Dataset extract START

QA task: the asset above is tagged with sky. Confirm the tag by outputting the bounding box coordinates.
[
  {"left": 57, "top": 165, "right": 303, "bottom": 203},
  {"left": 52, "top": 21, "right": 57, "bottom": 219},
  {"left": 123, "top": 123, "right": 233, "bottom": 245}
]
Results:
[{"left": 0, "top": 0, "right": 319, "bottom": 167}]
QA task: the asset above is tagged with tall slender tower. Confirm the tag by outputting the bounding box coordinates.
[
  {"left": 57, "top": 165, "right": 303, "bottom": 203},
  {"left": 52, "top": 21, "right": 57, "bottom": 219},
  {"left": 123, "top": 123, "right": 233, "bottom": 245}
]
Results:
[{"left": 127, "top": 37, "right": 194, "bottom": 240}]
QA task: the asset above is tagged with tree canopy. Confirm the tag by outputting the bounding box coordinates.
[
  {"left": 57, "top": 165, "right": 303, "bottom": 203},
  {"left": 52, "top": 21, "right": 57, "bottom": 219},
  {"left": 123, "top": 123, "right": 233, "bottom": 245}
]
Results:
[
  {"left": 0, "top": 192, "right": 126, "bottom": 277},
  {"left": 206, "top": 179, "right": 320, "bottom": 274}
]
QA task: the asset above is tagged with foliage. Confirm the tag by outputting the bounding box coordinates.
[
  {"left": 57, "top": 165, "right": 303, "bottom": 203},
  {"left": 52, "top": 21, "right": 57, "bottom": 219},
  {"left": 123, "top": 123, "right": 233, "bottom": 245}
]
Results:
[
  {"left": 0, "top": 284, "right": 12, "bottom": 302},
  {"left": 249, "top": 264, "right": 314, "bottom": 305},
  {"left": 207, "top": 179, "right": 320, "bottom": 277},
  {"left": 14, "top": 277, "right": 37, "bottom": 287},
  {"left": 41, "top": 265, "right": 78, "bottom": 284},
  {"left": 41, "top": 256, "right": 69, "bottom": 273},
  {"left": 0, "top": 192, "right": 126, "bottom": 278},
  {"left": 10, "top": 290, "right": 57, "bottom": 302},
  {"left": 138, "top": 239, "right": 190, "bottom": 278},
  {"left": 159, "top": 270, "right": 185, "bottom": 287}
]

Dataset extract END

Work instruction: How many of the lines above include the word "asset"? State that number and nothing else.

Solution below: 4